WHAT THIS TASK INVOLVES
Put the entries from the line containing "# locate paved" through the end of the entries into a numbered list, omitting any blank lines.

Dataset rows
-=-=-
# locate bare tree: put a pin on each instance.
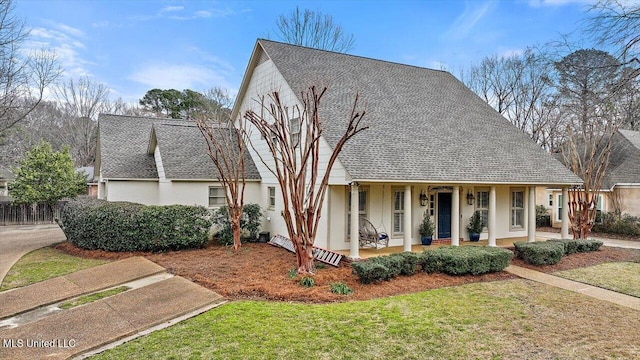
(296, 162)
(23, 78)
(226, 146)
(313, 29)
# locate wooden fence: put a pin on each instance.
(29, 214)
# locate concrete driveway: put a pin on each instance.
(15, 241)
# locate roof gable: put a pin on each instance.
(424, 125)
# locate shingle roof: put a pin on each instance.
(184, 152)
(124, 143)
(424, 124)
(123, 147)
(624, 163)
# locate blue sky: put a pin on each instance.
(134, 46)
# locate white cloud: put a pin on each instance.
(179, 77)
(465, 22)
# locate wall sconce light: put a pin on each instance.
(423, 198)
(470, 198)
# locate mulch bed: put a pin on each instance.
(260, 272)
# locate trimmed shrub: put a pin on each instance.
(463, 260)
(370, 271)
(540, 253)
(122, 226)
(341, 288)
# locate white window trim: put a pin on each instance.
(394, 211)
(511, 208)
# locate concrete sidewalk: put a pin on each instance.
(578, 287)
(627, 244)
(67, 333)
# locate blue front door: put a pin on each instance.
(444, 215)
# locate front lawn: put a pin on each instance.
(497, 320)
(623, 277)
(43, 264)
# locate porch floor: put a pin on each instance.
(367, 253)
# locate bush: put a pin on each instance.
(540, 253)
(307, 282)
(249, 223)
(341, 288)
(369, 271)
(122, 226)
(474, 260)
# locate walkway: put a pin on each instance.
(32, 330)
(16, 241)
(581, 288)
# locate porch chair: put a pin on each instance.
(370, 237)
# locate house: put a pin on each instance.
(157, 161)
(432, 146)
(621, 184)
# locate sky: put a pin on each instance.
(137, 45)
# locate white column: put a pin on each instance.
(408, 230)
(565, 213)
(492, 216)
(531, 224)
(455, 216)
(354, 252)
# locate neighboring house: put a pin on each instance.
(158, 161)
(620, 187)
(6, 176)
(432, 145)
(92, 185)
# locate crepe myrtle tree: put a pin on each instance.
(296, 162)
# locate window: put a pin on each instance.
(398, 212)
(272, 197)
(216, 196)
(362, 207)
(560, 203)
(517, 208)
(294, 130)
(482, 205)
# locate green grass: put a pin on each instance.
(43, 264)
(496, 320)
(92, 297)
(623, 277)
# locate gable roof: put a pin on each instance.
(424, 125)
(624, 163)
(124, 149)
(123, 144)
(184, 152)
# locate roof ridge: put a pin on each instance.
(356, 56)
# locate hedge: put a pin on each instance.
(463, 260)
(451, 260)
(122, 226)
(540, 253)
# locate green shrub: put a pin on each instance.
(463, 260)
(540, 253)
(370, 271)
(122, 226)
(307, 282)
(341, 288)
(249, 223)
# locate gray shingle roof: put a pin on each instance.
(124, 143)
(123, 147)
(425, 125)
(184, 152)
(624, 163)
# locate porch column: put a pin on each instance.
(531, 224)
(408, 230)
(354, 252)
(455, 216)
(564, 232)
(491, 221)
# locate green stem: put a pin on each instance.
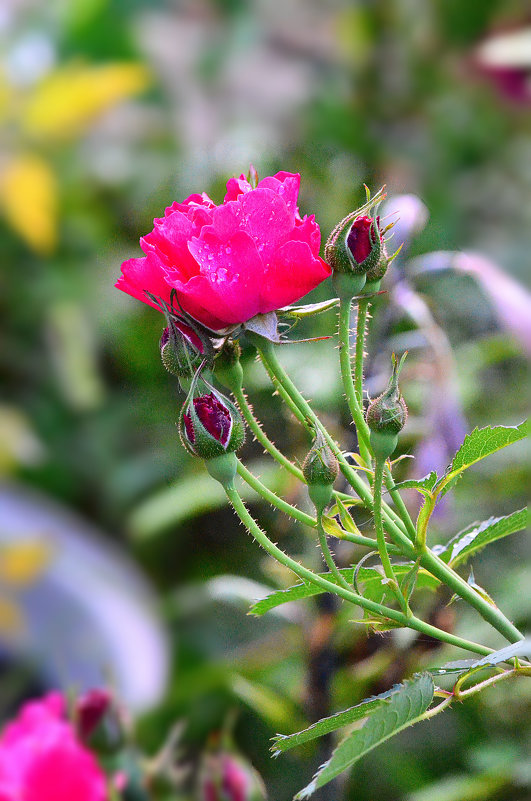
(361, 333)
(286, 397)
(394, 525)
(400, 505)
(261, 436)
(380, 536)
(460, 587)
(329, 559)
(273, 499)
(347, 379)
(348, 595)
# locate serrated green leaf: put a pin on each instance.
(521, 648)
(309, 309)
(425, 484)
(284, 742)
(401, 710)
(371, 577)
(478, 535)
(481, 442)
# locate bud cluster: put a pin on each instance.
(387, 415)
(320, 470)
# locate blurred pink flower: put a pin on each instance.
(42, 760)
(251, 255)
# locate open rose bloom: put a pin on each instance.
(251, 255)
(41, 758)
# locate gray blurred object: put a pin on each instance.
(510, 301)
(409, 216)
(88, 617)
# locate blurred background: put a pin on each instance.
(119, 561)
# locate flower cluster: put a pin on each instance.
(251, 255)
(42, 759)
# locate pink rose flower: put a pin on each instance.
(42, 760)
(251, 255)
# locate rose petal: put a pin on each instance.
(144, 274)
(293, 273)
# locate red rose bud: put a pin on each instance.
(387, 414)
(90, 710)
(227, 263)
(227, 365)
(212, 428)
(320, 470)
(227, 777)
(181, 348)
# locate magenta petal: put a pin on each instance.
(144, 274)
(234, 271)
(308, 231)
(293, 273)
(170, 238)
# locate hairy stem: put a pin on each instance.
(394, 526)
(327, 554)
(262, 437)
(380, 535)
(361, 333)
(348, 595)
(355, 407)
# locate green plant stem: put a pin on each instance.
(348, 595)
(307, 520)
(286, 397)
(274, 499)
(273, 367)
(359, 352)
(327, 554)
(400, 505)
(428, 560)
(348, 381)
(380, 535)
(262, 437)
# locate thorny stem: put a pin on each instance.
(394, 526)
(329, 559)
(261, 436)
(380, 536)
(348, 595)
(361, 334)
(272, 498)
(348, 381)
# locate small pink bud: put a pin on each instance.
(227, 777)
(91, 708)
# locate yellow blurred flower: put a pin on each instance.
(59, 107)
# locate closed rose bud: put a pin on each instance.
(225, 776)
(90, 711)
(320, 470)
(227, 366)
(181, 348)
(387, 414)
(212, 428)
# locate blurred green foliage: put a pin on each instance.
(344, 93)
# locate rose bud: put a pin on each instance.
(212, 428)
(181, 349)
(355, 248)
(387, 414)
(227, 777)
(90, 710)
(320, 470)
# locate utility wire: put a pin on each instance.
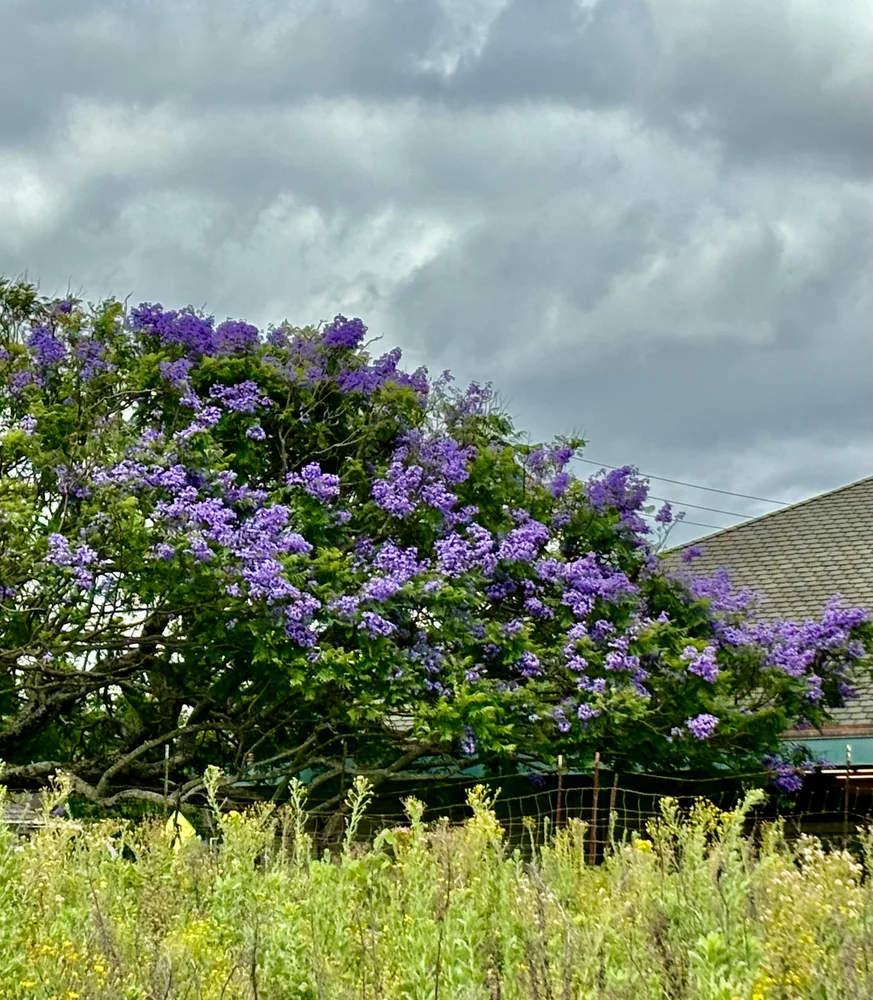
(694, 486)
(697, 506)
(697, 524)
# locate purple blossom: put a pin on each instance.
(245, 397)
(535, 607)
(701, 726)
(701, 663)
(395, 493)
(665, 514)
(91, 354)
(561, 719)
(346, 606)
(457, 554)
(234, 337)
(528, 665)
(436, 495)
(468, 742)
(48, 350)
(324, 486)
(522, 543)
(559, 484)
(347, 334)
(176, 372)
(78, 560)
(376, 625)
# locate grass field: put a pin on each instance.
(693, 910)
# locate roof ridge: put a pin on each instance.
(769, 514)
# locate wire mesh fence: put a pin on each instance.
(613, 806)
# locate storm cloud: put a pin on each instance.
(646, 222)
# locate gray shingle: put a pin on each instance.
(796, 559)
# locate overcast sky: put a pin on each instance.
(646, 222)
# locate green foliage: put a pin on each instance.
(174, 594)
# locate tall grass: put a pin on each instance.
(693, 910)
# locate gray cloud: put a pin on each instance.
(644, 220)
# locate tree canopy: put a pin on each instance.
(276, 552)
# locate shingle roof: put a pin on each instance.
(797, 558)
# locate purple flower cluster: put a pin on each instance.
(347, 334)
(324, 486)
(396, 492)
(244, 397)
(702, 726)
(376, 625)
(192, 332)
(91, 355)
(47, 349)
(524, 542)
(457, 554)
(701, 663)
(79, 560)
(394, 567)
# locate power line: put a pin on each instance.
(694, 486)
(697, 524)
(697, 506)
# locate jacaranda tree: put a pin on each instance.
(277, 552)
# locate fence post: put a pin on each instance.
(612, 796)
(592, 843)
(846, 802)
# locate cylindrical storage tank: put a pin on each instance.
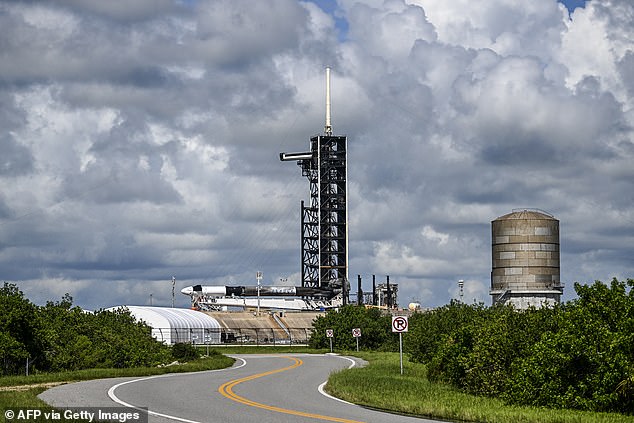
(525, 253)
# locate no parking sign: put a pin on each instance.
(400, 325)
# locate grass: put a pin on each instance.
(381, 386)
(22, 391)
(378, 385)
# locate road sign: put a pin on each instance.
(399, 324)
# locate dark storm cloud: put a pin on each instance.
(141, 140)
(16, 159)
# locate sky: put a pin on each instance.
(139, 140)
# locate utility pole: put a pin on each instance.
(173, 286)
(461, 286)
(258, 276)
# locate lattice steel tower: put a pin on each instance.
(324, 221)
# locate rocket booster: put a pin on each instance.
(252, 291)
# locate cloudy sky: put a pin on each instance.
(140, 140)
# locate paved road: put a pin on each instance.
(258, 388)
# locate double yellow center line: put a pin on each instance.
(226, 390)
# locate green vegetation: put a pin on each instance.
(380, 385)
(58, 337)
(22, 391)
(578, 356)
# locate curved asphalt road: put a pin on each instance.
(258, 388)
-=-=-
ANSWER FOR THE TASK
1. # locate paved road: put a pin on each instance.
2. (258, 388)
3. # locate double yellow center line: put a pin on each instance.
4. (226, 390)
5. # locate green vegetation: put a pin on each instance.
6. (380, 385)
7. (58, 337)
8. (22, 391)
9. (578, 356)
10. # locate curved asphalt road: put a pin on each instance.
11. (258, 388)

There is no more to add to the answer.